>> begin MATERIAL FOR THIS TASK

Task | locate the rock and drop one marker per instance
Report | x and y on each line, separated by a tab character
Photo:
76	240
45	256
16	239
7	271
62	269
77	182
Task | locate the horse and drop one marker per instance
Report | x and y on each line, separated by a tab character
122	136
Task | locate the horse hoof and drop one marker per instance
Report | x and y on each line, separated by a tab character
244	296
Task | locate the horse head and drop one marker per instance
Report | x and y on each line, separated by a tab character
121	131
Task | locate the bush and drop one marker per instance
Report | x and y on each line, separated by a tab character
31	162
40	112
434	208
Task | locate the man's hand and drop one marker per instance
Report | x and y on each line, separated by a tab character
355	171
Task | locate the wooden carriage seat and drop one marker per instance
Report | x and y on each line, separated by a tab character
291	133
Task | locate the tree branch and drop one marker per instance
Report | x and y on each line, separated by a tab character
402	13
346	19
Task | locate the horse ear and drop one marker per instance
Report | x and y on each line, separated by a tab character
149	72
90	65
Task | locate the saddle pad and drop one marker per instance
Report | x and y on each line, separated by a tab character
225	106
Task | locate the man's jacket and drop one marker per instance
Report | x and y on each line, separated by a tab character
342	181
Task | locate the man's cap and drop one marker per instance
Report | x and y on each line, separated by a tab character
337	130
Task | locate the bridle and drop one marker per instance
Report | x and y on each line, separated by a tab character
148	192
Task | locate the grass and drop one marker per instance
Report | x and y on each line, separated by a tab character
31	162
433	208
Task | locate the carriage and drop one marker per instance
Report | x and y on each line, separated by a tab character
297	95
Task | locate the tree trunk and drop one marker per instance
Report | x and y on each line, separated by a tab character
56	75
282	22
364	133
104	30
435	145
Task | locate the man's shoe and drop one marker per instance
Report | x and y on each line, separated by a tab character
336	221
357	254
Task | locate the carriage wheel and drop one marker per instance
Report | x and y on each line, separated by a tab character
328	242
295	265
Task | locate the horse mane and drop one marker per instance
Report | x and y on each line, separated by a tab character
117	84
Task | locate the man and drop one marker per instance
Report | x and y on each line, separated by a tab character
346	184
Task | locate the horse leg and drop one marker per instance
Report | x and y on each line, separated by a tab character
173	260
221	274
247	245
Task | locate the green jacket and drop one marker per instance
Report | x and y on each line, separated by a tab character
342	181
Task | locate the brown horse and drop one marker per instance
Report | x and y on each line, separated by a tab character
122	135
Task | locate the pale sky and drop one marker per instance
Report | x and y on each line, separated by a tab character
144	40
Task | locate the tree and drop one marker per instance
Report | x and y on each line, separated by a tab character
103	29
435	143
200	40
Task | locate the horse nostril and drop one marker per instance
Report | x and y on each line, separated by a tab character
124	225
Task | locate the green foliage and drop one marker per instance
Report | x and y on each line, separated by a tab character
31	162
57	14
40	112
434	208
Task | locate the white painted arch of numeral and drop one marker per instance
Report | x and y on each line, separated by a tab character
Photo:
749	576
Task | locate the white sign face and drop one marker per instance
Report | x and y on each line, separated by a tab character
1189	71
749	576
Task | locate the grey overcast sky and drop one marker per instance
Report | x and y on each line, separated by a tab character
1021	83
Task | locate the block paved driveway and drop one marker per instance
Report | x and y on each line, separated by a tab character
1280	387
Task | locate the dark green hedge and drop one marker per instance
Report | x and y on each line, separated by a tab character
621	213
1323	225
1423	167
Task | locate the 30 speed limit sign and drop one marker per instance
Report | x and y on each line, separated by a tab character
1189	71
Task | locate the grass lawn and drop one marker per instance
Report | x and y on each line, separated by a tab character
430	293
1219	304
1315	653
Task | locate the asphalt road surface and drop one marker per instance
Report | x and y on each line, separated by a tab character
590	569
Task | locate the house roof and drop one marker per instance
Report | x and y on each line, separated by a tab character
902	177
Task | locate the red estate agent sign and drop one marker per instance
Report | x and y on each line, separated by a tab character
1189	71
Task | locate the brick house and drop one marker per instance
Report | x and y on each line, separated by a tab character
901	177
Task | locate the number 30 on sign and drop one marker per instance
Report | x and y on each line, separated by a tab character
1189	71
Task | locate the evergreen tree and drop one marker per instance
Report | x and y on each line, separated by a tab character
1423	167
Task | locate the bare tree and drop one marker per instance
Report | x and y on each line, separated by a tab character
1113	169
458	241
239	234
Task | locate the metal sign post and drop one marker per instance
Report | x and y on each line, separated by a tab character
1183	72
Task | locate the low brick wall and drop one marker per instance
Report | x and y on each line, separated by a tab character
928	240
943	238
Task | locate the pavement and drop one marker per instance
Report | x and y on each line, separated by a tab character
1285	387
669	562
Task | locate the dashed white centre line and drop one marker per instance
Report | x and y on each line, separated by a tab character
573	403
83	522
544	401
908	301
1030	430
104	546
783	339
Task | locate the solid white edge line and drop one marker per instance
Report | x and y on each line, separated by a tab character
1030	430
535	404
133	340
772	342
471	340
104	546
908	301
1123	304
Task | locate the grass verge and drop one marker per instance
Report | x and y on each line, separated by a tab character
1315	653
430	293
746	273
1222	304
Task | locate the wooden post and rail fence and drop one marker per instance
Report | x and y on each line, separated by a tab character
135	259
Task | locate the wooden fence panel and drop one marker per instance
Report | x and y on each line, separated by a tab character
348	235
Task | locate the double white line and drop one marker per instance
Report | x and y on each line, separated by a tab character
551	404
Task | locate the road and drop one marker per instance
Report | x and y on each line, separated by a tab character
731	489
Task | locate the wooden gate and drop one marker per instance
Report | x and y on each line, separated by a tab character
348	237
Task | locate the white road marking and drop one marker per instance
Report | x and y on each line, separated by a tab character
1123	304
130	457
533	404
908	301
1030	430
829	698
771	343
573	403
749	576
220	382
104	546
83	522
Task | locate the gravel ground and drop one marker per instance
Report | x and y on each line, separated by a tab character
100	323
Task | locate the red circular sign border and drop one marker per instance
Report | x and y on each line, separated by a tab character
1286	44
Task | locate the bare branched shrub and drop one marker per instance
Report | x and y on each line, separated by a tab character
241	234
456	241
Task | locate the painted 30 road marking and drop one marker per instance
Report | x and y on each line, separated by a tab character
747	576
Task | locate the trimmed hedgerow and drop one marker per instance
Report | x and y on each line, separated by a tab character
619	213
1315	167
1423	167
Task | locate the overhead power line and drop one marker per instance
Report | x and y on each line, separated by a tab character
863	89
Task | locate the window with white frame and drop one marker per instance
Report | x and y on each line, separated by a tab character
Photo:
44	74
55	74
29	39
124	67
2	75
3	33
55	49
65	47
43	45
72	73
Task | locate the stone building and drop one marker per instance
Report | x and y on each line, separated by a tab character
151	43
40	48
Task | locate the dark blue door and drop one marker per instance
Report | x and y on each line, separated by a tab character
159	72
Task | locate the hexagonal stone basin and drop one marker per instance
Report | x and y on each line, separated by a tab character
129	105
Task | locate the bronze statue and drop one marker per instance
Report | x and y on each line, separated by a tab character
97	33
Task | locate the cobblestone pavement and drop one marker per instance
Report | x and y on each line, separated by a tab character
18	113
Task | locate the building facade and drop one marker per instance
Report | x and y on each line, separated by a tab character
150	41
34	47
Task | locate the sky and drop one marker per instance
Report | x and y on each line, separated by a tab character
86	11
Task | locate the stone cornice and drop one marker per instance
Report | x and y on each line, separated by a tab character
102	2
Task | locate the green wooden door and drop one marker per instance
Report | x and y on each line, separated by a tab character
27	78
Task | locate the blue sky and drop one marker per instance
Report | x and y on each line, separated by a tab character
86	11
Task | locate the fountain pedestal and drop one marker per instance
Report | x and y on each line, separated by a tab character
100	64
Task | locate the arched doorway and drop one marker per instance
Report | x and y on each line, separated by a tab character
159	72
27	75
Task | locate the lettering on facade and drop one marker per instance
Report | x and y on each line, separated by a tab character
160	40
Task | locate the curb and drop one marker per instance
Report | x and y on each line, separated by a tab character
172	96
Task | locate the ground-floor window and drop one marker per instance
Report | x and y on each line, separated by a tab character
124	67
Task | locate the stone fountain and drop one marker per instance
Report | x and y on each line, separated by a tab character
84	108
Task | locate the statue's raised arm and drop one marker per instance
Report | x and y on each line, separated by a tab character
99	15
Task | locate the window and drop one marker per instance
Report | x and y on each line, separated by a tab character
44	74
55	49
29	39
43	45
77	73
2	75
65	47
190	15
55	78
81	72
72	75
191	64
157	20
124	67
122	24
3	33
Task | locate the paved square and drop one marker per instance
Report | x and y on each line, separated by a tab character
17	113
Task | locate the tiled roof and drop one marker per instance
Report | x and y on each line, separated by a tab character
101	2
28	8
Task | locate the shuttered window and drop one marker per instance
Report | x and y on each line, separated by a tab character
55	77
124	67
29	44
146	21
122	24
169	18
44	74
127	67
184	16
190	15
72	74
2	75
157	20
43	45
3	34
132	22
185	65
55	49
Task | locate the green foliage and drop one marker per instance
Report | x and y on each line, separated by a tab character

>> end MATERIAL FOR THIS TASK

| DIRECTIONS FOR THIS TASK |
Beginning with the line that contains "Task | locate the sky", repeat every line through the end of the records and nothing more.

| RESULT OF THE TASK |
Task | locate the sky and drop one marker per instance
Report | x and y on each line, separated by a tab character
86	11
Task | locate the stone cornice and drop one marker per instance
Report | x and y on each line, separated by a tab character
102	2
Task | locate the green wooden door and drop one marker per instance
Report | x and y on each line, separated by a tab character
27	78
Task | locate the blue sky and drop one marker per instance
Report | x and y on each line, separated by a tab character
86	11
Task | locate the fountain pedestal and drop one marker per instance
Report | x and y on each line, separated by a tab character
100	64
Task | locate the arched doorway and drop one marker per instance
Report | x and y on each line, separated by a tab character
159	72
27	75
Task | locate the lettering on facade and drop one marker per instance
Report | x and y on each line, separated by a tab character
160	40
Task | locate the curb and drop one marker per instance
Report | x and y on each line, separated by a tab character
172	96
Task | locate the ground-floor window and drop one marker per instance
Report | x and y on each line, separated by a tab character
124	67
Task | locate the stone fountain and drop one marker per instance
Report | x and y on each line, separated by a tab character
84	108
Task | locate the statue's raised arm and drop one marker per instance
Report | x and y on each line, separated by a tab character
99	15
Task | locate the window and drop one marker per instance
Report | x and y on each line, separated by a tab character
44	74
55	49
29	39
43	45
77	73
2	75
65	47
190	15
55	78
81	72
72	75
191	64
157	20
124	67
122	24
3	33
Task | locate the paved square and drop one marker per instance
Report | x and y on each line, separated by a tab character
17	113
Task | locate the tiled roof and drop one marker per instance
Report | x and y on each line, separated by a tab character
101	2
28	8
Task | locate the shuttered window and drop one marker per instance
Report | x and y on each line, separated by a tab character
55	77
124	67
29	44
146	21
122	24
169	18
44	74
127	67
184	16
190	15
72	74
2	75
157	20
43	45
3	34
132	22
185	65
55	49
Task | locate the green foliage and drop one marker per instance
Report | x and y on each line, separated by a tab character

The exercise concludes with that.